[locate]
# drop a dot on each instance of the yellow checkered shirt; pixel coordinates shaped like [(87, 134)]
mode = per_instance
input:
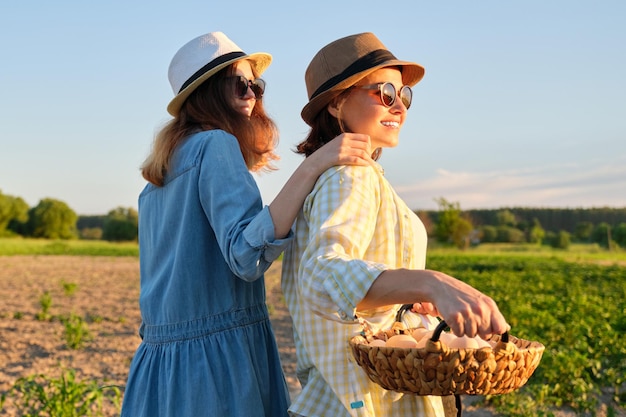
[(352, 227)]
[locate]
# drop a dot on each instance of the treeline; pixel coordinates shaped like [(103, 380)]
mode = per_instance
[(556, 227), (553, 219), (54, 219)]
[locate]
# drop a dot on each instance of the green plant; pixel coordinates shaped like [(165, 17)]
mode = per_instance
[(76, 331), (65, 396), (69, 288), (45, 301), (576, 309)]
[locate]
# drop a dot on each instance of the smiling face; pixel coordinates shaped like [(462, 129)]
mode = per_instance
[(245, 104), (361, 110)]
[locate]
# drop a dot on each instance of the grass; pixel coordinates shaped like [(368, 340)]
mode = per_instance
[(20, 246)]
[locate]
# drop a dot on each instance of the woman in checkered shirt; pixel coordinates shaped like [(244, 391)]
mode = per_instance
[(359, 251)]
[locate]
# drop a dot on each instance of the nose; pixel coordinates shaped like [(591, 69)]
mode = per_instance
[(398, 106)]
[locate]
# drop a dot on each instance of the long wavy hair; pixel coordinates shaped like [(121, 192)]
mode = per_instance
[(325, 127), (209, 107)]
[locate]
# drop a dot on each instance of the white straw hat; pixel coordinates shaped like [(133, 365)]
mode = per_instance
[(202, 57)]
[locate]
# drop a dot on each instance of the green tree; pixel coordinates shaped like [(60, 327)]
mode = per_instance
[(12, 209), (488, 233), (561, 240), (583, 231), (507, 234), (121, 224), (451, 225), (619, 234), (602, 235), (506, 218), (52, 219), (536, 233)]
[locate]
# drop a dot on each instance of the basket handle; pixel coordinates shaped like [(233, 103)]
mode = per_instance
[(442, 325)]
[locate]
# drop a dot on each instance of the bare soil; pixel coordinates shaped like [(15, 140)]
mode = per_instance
[(105, 295)]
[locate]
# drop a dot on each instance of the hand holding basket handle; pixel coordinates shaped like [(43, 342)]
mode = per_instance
[(437, 369)]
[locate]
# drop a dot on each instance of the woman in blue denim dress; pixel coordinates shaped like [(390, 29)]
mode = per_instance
[(206, 240)]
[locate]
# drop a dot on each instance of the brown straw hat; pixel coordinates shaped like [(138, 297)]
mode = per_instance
[(342, 63), (201, 58)]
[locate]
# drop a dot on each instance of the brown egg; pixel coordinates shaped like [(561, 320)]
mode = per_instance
[(481, 342), (401, 340), (422, 343), (446, 338), (462, 342), (419, 333)]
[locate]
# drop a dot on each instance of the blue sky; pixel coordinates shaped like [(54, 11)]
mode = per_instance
[(523, 103)]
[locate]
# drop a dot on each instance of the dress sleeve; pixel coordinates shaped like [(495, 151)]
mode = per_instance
[(232, 203), (342, 213)]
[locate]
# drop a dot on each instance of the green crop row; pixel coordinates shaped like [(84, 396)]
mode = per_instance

::::

Instructions for the task ::
Copy the whole listing above word for word but do not carry over the pictures.

Written response ::
[locate]
# drop a dot on each instance of the yellow checkered shirt; pixel coordinates shaped like [(87, 134)]
mode = per_instance
input:
[(352, 227)]
[locate]
# drop a dot on each instance of the treeline; pixel coordinates shaped like [(103, 380)]
mode = per_instance
[(556, 227), (553, 219), (54, 219)]
[locate]
# drop a dot on each instance of the green plant; pixel coordinates shaped like [(165, 17)]
mode = per_instance
[(76, 331), (65, 396), (69, 288), (45, 301), (576, 309)]
[locate]
# drop a dot on each instance of the smiling face; pixel coordinates shaped like [(462, 129)]
mode = per_instance
[(245, 104), (361, 110)]
[locate]
# drop a dot on each instance of the grass; pixel coordinates shaped like [(368, 340)]
mode = per_instance
[(20, 246)]
[locate]
# drop a dot on each instance of the woman in checkered shirt; pixel coordinates shaped like [(244, 391)]
mode = per_instance
[(359, 251)]
[locate]
# drop a dot on each instance of the nose; pixel coordinates shaped like [(591, 69)]
mode = per_instance
[(398, 106)]
[locate]
# drop a dot on each instance of the long wavy hair; pixel coordinates shaped like [(121, 192)]
mode = per_instance
[(325, 127), (209, 107)]
[locate]
# drop a dot on each instance of the white straw hat; pixel coordinates shaped like [(133, 365)]
mode = per_instance
[(202, 57)]
[locate]
# drop a dot on each instance of the green tree; pixel coordinates shaped like [(60, 327)]
mode = per_instance
[(12, 209), (488, 233), (561, 240), (583, 231), (507, 234), (121, 224), (451, 225), (619, 234), (602, 235), (506, 218), (52, 219), (536, 233)]
[locate]
# drop a dot on each instance of the basket handle; pixel coordinates shaped like [(233, 103)]
mode = per_instance
[(442, 325)]
[locate]
# drop a dot on each instance of the bare soil; pixel coordinates shaped like [(15, 140)]
mode = per_instance
[(105, 295)]
[locate]
# drop a dot on each instance of the hand holding basket handle; pixel coordinates shaped like [(43, 342)]
mode = per_instance
[(437, 369)]
[locate]
# drop a dot on each instance of the woman in blue denim dress; pixel coordinates shaped like [(390, 29)]
mode = per_instance
[(206, 240)]
[locate]
# drop a dot on each instance of the brown straw hat; pixel coordinates shaped like [(138, 297)]
mode = per_instance
[(342, 63), (201, 58)]
[locate]
# drop a dot on each instance of the brown egg; pixel coordinates shaped like [(561, 320)]
mode = per_instance
[(481, 342), (401, 340), (422, 343), (446, 338), (462, 342), (419, 333)]
[locate]
# drop a dot on each instance of the blue sky; pixel coordinates shaped like [(54, 11)]
mode = per_instance
[(523, 103)]
[locate]
# drop a dot on each instance of the dress sleeve; pixel coordinates shaped like [(495, 151)]
mode = per_instance
[(232, 203), (342, 213)]
[locate]
# drop a dot on each instance of the green crop row; pixel coordinates shaped like [(84, 396)]
mode = per_instance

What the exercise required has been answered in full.